- **Task item**
If a line in the data contains "highway", copy it out.

Data records
+===+

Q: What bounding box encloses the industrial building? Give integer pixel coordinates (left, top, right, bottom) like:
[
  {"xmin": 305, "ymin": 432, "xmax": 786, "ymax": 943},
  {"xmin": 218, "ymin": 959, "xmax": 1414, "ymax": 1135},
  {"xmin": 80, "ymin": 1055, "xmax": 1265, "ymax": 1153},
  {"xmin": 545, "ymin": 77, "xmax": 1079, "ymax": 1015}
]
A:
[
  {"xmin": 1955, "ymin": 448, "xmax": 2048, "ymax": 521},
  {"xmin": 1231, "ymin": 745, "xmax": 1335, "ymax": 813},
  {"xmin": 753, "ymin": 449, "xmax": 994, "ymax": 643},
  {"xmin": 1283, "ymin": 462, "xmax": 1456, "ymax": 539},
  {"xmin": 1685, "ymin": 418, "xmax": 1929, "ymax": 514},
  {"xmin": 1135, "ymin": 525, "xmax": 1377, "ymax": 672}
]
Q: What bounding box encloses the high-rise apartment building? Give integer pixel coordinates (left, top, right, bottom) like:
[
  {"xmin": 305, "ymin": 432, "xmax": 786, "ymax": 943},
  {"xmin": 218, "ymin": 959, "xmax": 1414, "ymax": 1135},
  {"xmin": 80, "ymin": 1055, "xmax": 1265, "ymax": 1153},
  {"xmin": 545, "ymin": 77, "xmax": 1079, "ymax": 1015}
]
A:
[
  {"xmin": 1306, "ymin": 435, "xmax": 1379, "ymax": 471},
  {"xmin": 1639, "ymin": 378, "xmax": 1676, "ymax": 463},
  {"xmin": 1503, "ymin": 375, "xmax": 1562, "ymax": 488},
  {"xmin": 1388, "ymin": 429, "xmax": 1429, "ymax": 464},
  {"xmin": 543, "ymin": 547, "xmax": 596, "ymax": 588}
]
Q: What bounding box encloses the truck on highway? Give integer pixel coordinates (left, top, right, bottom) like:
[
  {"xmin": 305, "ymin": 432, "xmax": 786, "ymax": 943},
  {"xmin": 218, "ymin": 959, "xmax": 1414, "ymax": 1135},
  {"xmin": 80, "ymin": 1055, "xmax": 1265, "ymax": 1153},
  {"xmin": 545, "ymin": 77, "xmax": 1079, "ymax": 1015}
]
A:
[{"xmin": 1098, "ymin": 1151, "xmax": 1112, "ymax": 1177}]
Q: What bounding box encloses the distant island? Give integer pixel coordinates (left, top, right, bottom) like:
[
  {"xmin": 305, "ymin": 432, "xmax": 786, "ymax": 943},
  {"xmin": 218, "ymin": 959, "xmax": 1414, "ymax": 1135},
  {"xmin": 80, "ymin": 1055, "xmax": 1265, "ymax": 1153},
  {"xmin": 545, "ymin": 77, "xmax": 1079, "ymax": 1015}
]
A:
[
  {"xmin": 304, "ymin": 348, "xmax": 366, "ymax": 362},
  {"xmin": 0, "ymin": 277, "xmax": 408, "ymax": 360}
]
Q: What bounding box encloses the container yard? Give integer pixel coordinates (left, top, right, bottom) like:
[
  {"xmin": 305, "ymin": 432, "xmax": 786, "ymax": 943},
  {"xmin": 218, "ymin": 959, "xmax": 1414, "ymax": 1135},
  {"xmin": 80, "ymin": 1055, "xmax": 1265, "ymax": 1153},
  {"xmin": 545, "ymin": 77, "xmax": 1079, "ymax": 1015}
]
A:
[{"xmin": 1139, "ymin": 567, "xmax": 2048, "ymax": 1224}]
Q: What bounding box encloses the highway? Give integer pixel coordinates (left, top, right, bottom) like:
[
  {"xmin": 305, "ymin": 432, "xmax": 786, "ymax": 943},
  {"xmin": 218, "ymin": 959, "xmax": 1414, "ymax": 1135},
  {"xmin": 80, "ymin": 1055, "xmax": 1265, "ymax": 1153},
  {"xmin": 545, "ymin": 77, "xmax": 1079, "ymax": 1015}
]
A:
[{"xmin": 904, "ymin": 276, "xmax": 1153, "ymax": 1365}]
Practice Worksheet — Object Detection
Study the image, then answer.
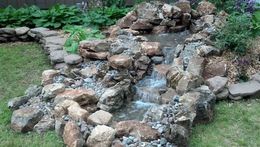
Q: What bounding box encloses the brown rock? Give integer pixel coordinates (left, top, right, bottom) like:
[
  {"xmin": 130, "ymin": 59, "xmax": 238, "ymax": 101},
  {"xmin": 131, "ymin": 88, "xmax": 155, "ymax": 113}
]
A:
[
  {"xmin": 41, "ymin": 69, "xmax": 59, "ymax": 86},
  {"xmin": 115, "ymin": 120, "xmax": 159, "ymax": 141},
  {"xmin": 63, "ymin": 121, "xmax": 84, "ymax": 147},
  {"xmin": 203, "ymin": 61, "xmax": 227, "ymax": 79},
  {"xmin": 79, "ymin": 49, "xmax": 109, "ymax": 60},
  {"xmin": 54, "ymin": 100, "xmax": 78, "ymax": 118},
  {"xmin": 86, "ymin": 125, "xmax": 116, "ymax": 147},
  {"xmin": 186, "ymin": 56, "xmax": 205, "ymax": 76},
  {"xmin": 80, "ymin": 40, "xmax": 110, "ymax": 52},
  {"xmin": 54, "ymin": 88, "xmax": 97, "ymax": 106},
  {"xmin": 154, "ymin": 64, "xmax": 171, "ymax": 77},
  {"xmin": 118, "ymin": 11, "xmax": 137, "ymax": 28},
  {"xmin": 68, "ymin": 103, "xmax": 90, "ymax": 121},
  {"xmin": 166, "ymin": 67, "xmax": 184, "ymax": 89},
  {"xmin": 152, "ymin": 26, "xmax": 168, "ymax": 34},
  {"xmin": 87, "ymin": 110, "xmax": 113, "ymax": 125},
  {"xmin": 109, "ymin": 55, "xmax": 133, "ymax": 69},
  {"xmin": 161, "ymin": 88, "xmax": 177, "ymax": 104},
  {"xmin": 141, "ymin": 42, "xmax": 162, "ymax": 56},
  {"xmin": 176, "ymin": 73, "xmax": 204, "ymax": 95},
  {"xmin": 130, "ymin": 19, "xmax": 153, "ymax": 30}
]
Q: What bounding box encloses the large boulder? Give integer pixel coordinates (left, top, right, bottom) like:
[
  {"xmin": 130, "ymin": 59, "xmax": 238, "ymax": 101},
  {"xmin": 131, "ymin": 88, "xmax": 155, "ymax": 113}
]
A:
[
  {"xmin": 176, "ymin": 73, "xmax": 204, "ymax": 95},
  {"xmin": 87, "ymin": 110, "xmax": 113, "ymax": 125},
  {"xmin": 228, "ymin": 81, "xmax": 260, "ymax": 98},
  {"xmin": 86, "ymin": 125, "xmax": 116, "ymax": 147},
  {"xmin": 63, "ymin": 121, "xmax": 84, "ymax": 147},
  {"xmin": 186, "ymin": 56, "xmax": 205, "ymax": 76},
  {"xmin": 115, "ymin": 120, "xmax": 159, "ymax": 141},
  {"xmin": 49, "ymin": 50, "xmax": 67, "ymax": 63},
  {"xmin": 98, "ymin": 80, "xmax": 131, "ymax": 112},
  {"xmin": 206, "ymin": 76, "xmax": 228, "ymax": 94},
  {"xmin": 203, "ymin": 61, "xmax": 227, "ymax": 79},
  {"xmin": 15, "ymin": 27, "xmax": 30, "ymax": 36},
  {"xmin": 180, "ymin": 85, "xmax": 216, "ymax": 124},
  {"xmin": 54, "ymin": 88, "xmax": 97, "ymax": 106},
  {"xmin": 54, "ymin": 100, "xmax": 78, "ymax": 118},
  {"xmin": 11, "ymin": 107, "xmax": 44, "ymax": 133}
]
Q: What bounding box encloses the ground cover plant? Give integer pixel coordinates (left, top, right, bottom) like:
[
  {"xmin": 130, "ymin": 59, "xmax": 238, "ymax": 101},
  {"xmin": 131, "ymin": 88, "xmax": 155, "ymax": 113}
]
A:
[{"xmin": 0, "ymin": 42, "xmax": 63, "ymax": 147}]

+===+

- **Finished task**
Q: What bounding box encloses the truck on highway? Give integer pixel coordinates (left, top, right, bottom) like:
Q: What bounding box encloses the highway? Give integer pixel coordinates (left, top, right, bottom) like:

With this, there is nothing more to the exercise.